# Document segment start

Snapshot + CDC: the bootstrapping problem
A Flipkart engineer flips on Debezium against the orders table at 02:14 IST on a Sunday. The connector wakes up, opens a replication slot, reads its first WAL record, and emits one INSERT event for an order placed two minutes ago in Bengaluru. The Iceberg sink picks it up, writes a tiny parquet file, and the lakehouse table now holds exactly one row. The orders table in Postgres holds 4.1 billion rows, going back to 2018. The stream is technically working. The data is technically wrong by 4.1 billion rows. This is the bootstrapping problem, and every CDC pipeline that ever shipped has had to solve it.
A CDC stream only carries changes that happen after the connector starts. To populate a sink with the rows that existed before that moment, you have to take a consistent snapshot and stitch it onto the stream — without double-counting rows that were edited during the snapshot, and without locking the source for hours. Production CDC connectors solve this with a precisely-timed handoff between snapshot reader and stream reader, anchored on a database log position.
The two halves of a CDC pipeline
Think of CDC as two pipelines that have to merge into one. The stream half is straightforward: open a replication slot, read change events, emit them. The snapshot half is the boring-looking but bug-prone part: read every existing row in the table and emit it as a synthetic INSERT event.

# Document segment end
# Supplied material start

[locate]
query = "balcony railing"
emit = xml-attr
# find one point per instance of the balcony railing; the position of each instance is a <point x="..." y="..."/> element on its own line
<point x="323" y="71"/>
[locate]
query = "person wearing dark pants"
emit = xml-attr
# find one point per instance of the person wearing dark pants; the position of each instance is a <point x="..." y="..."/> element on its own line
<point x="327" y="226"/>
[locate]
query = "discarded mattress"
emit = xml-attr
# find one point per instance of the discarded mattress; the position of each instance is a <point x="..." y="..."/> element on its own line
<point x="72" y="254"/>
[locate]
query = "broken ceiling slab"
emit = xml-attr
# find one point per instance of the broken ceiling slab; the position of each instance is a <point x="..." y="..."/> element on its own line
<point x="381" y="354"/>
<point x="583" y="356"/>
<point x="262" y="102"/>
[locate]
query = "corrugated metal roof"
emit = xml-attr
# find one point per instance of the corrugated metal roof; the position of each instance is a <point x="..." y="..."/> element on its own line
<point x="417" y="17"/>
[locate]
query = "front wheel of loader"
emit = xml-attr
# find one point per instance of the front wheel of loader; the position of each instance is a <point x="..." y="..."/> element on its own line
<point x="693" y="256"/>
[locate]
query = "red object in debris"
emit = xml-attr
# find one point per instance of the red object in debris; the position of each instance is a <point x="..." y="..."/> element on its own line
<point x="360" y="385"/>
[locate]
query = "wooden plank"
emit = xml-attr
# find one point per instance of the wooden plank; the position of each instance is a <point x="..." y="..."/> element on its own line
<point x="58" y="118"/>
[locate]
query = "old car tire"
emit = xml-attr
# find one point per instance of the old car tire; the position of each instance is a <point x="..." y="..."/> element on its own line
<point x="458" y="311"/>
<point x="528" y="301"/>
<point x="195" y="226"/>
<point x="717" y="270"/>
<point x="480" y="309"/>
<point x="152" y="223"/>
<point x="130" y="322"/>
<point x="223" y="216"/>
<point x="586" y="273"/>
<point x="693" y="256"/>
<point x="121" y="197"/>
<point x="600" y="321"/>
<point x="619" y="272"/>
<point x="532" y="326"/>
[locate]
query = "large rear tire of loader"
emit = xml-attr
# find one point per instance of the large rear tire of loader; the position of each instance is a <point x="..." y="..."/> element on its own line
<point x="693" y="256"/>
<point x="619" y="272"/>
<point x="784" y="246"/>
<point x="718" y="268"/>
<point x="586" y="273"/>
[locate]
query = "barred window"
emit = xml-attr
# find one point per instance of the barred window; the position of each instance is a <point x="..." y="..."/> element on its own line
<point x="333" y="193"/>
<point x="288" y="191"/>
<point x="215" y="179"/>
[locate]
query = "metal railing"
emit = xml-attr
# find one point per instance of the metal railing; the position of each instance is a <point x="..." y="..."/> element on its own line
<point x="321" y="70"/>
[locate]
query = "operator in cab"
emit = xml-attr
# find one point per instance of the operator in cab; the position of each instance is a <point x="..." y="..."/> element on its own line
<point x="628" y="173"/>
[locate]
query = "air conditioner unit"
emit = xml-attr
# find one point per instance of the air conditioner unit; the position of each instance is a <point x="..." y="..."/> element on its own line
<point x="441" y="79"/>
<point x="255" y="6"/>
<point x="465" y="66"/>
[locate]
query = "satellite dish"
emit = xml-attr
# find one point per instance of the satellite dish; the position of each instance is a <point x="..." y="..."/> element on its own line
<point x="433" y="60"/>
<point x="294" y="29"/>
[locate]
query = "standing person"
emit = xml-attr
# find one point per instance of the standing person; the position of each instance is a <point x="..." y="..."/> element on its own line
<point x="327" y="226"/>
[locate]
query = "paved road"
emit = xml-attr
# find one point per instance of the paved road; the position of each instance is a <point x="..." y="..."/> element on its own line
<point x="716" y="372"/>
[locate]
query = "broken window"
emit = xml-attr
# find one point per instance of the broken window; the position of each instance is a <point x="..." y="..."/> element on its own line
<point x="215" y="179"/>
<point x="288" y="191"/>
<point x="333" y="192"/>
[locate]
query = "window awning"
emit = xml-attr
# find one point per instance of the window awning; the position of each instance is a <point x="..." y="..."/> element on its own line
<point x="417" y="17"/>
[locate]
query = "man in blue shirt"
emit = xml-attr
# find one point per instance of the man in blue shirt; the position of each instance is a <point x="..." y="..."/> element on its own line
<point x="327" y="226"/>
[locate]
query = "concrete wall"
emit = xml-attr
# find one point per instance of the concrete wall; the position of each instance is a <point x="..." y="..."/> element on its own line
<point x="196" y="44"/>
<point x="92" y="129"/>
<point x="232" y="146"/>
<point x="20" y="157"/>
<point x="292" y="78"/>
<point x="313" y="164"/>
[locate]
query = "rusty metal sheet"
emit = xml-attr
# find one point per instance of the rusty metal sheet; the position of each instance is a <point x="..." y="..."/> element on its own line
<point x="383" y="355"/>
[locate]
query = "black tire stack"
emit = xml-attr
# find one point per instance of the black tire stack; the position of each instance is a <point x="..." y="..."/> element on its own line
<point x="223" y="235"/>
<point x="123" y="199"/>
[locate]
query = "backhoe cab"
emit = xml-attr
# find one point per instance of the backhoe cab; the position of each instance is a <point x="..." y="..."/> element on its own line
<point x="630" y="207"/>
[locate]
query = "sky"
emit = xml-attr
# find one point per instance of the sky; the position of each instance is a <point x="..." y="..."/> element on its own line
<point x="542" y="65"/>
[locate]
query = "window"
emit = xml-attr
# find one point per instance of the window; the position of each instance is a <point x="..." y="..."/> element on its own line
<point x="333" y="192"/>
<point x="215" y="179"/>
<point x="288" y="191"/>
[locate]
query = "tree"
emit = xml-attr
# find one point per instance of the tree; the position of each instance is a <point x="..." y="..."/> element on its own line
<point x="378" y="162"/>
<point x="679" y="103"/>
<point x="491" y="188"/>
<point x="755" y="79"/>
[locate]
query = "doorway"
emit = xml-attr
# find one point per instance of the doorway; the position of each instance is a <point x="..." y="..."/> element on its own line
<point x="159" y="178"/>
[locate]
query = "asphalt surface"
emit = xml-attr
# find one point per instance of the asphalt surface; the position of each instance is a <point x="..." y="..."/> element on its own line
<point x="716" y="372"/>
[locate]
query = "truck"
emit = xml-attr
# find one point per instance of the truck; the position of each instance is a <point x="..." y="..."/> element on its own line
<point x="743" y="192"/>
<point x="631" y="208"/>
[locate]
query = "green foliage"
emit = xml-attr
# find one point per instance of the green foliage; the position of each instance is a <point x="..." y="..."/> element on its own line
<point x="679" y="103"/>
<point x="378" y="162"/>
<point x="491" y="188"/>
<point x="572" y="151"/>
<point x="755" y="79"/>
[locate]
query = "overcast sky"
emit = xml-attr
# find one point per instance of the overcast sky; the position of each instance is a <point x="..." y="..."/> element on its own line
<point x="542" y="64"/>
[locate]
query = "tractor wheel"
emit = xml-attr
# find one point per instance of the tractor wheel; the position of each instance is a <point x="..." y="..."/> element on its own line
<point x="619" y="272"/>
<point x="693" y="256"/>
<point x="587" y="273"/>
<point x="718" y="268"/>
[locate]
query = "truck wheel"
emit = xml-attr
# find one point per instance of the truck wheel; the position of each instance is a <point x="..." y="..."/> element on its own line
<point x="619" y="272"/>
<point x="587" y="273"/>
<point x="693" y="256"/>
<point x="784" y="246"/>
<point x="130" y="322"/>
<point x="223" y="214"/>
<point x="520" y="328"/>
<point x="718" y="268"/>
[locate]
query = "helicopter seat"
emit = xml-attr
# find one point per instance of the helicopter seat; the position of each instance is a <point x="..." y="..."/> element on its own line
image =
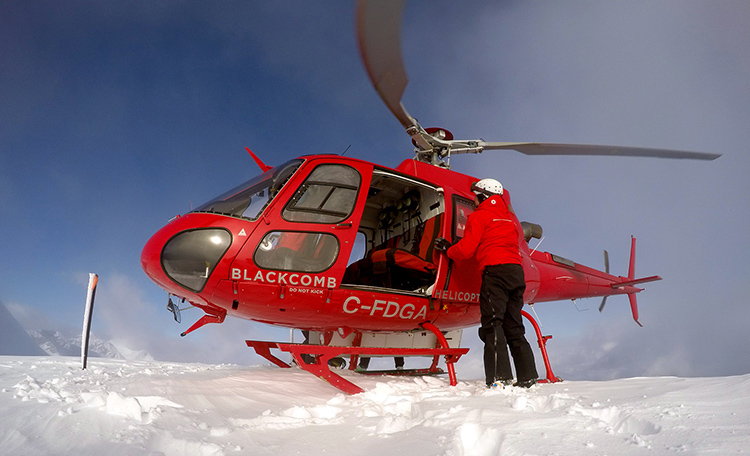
<point x="399" y="264"/>
<point x="391" y="268"/>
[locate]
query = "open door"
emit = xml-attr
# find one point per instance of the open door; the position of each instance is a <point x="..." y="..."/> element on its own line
<point x="400" y="221"/>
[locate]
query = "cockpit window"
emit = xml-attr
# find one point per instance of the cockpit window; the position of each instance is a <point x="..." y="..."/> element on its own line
<point x="328" y="195"/>
<point x="249" y="199"/>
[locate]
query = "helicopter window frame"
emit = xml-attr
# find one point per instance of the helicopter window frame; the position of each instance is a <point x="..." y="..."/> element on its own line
<point x="460" y="202"/>
<point x="276" y="253"/>
<point x="318" y="197"/>
<point x="241" y="200"/>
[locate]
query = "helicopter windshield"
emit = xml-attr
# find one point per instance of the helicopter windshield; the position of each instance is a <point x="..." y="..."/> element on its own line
<point x="249" y="199"/>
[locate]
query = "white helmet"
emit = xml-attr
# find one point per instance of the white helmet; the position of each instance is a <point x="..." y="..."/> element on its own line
<point x="487" y="187"/>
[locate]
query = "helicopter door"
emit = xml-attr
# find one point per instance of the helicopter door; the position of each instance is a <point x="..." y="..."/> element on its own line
<point x="463" y="281"/>
<point x="400" y="221"/>
<point x="307" y="235"/>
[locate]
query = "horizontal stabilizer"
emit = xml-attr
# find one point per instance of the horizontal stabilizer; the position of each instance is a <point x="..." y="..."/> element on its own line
<point x="629" y="283"/>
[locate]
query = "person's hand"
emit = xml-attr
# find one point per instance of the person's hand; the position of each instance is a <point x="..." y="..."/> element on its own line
<point x="442" y="244"/>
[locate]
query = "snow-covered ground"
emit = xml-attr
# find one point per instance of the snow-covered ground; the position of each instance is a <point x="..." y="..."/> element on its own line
<point x="48" y="405"/>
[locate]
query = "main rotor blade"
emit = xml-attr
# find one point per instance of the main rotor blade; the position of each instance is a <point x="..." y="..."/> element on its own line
<point x="378" y="33"/>
<point x="587" y="149"/>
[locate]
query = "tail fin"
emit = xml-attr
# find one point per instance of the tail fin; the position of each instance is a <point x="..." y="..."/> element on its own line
<point x="631" y="276"/>
<point x="634" y="308"/>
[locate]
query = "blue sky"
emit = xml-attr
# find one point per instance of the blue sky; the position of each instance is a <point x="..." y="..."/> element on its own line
<point x="116" y="117"/>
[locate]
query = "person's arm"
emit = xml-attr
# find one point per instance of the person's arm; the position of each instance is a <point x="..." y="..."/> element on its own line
<point x="467" y="246"/>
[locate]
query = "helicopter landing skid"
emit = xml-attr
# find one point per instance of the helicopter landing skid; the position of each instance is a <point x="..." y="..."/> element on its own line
<point x="321" y="354"/>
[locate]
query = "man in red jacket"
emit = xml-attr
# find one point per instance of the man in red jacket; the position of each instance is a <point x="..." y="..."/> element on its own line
<point x="492" y="236"/>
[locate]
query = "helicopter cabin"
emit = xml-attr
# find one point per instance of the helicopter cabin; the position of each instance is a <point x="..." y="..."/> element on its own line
<point x="394" y="245"/>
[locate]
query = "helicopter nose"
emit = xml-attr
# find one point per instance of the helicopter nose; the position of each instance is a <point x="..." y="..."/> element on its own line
<point x="187" y="258"/>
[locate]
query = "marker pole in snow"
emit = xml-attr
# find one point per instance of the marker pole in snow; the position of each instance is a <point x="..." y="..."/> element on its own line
<point x="93" y="281"/>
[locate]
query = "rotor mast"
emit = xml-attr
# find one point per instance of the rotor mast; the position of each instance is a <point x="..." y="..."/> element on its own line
<point x="379" y="38"/>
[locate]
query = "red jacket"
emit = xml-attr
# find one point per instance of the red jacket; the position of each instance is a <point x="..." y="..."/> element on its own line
<point x="491" y="235"/>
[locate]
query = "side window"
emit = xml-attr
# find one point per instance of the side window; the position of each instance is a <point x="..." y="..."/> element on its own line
<point x="297" y="251"/>
<point x="328" y="195"/>
<point x="462" y="207"/>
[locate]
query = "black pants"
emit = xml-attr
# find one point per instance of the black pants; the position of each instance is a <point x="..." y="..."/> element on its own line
<point x="500" y="302"/>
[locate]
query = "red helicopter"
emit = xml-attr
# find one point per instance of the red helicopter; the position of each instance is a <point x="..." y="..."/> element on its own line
<point x="342" y="248"/>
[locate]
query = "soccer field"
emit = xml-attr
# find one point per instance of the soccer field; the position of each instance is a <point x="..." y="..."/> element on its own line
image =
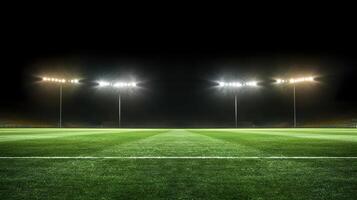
<point x="178" y="164"/>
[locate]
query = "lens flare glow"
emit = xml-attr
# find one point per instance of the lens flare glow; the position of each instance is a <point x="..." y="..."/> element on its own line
<point x="59" y="80"/>
<point x="238" y="84"/>
<point x="296" y="80"/>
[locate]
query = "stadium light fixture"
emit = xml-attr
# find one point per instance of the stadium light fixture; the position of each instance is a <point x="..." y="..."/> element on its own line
<point x="60" y="82"/>
<point x="295" y="81"/>
<point x="119" y="86"/>
<point x="237" y="85"/>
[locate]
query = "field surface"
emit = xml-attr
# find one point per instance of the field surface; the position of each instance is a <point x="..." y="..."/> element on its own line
<point x="178" y="164"/>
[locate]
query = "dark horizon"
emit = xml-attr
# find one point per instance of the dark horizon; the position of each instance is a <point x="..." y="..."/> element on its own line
<point x="177" y="80"/>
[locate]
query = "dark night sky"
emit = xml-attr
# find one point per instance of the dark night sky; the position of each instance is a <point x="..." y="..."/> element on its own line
<point x="177" y="69"/>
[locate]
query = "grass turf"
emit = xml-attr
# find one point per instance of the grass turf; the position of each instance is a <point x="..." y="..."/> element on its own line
<point x="178" y="178"/>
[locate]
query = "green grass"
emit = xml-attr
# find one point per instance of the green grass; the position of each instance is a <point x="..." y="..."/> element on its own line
<point x="178" y="178"/>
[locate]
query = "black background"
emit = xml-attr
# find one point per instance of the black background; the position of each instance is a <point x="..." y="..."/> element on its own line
<point x="177" y="61"/>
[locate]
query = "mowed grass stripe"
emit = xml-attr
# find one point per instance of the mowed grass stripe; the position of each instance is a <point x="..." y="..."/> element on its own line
<point x="75" y="145"/>
<point x="179" y="143"/>
<point x="285" y="145"/>
<point x="180" y="157"/>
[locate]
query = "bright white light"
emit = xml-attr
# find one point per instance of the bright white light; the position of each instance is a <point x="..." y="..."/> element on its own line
<point x="124" y="84"/>
<point x="230" y="84"/>
<point x="103" y="83"/>
<point x="302" y="79"/>
<point x="280" y="81"/>
<point x="252" y="83"/>
<point x="60" y="80"/>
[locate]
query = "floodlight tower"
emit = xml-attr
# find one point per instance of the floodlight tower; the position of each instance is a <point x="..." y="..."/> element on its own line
<point x="236" y="86"/>
<point x="60" y="82"/>
<point x="294" y="81"/>
<point x="120" y="86"/>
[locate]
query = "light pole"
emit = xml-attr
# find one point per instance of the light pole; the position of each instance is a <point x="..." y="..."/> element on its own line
<point x="294" y="81"/>
<point x="60" y="82"/>
<point x="236" y="86"/>
<point x="120" y="86"/>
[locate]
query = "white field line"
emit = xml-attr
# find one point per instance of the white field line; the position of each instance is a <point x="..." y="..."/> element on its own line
<point x="178" y="157"/>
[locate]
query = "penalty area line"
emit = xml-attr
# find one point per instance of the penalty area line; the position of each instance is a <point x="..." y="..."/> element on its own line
<point x="178" y="157"/>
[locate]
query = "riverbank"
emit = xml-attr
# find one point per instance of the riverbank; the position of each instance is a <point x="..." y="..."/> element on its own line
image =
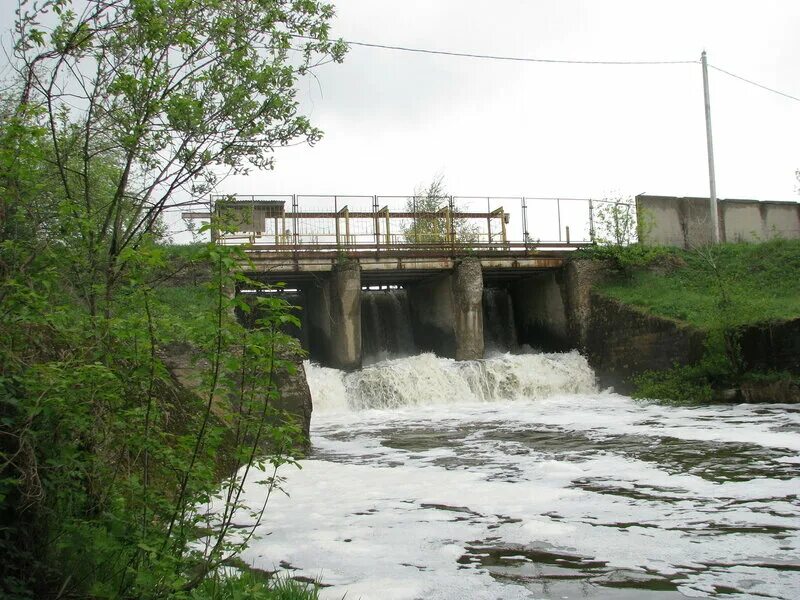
<point x="731" y="314"/>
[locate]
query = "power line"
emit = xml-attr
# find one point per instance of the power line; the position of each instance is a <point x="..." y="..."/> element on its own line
<point x="513" y="58"/>
<point x="556" y="61"/>
<point x="763" y="87"/>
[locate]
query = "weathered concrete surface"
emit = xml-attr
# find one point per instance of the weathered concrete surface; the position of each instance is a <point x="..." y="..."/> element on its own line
<point x="345" y="293"/>
<point x="431" y="308"/>
<point x="294" y="395"/>
<point x="318" y="319"/>
<point x="468" y="309"/>
<point x="686" y="222"/>
<point x="772" y="346"/>
<point x="580" y="276"/>
<point x="447" y="312"/>
<point x="622" y="341"/>
<point x="671" y="221"/>
<point x="334" y="317"/>
<point x="540" y="312"/>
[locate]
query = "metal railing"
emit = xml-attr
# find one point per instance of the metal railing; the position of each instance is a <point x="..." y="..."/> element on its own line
<point x="345" y="222"/>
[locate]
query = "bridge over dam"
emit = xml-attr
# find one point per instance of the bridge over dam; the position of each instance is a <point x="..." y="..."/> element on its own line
<point x="375" y="277"/>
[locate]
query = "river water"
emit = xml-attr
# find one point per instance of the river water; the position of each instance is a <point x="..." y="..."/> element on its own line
<point x="516" y="477"/>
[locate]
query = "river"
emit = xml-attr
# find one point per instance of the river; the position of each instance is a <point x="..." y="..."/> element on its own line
<point x="516" y="477"/>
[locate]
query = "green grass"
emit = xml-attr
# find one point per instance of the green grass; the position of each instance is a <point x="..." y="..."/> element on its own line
<point x="760" y="281"/>
<point x="248" y="585"/>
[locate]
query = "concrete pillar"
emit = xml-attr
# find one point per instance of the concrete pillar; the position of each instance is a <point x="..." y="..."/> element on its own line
<point x="447" y="312"/>
<point x="580" y="277"/>
<point x="468" y="309"/>
<point x="345" y="305"/>
<point x="334" y="318"/>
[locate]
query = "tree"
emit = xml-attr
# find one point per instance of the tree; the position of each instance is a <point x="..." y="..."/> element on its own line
<point x="438" y="218"/>
<point x="172" y="94"/>
<point x="615" y="221"/>
<point x="121" y="109"/>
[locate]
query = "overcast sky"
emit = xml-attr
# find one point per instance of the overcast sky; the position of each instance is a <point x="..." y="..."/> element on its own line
<point x="393" y="120"/>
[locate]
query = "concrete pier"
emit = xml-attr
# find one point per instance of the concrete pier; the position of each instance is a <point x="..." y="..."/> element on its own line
<point x="539" y="311"/>
<point x="334" y="317"/>
<point x="447" y="312"/>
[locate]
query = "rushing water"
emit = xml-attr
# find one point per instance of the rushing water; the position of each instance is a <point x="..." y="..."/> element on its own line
<point x="515" y="477"/>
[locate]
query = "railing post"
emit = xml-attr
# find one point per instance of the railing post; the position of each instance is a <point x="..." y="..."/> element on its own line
<point x="452" y="205"/>
<point x="489" y="222"/>
<point x="525" y="234"/>
<point x="376" y="223"/>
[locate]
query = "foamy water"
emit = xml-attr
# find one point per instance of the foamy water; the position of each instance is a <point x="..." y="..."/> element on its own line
<point x="515" y="477"/>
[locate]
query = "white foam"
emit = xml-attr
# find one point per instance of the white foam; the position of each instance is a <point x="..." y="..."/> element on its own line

# Supplied material end

> Tasks to carry out:
A. Rewrite the passage on CDC bootstrapping, beginning at the words "A CDC stream" and stopping after "synthetic INSERT event.", with "handoff" replaced by "transition".
B. Return every line of the records that contains the string "stack", treating uppercase and lowercase as different.

> The solutions:
A.
A CDC stream only carries changes that happen after the connector starts. To populate a sink with the rows that existed before that moment, you have to take a consistent snapshot and stitch it onto the stream — without double-counting rows that were edited during the snapshot, and without locking the source for hours. Production CDC connectors solve this with a precisely-timed transition between snapshot reader and stream reader, anchored on a database log position.
The two halves of a CDC pipeline
Think of CDC as two pipelines that have to merge into one. The stream half is straightforward: open a replication slot, read change events, emit them. The snapshot half is the boring-looking but bug-prone part: read every existing row in the table and emit it as a synthetic INSERT event.

B.
query = "black tire stack"
# find one point per instance of the black tire stack; the position of each instance is a <point x="..." y="..."/> element on its own line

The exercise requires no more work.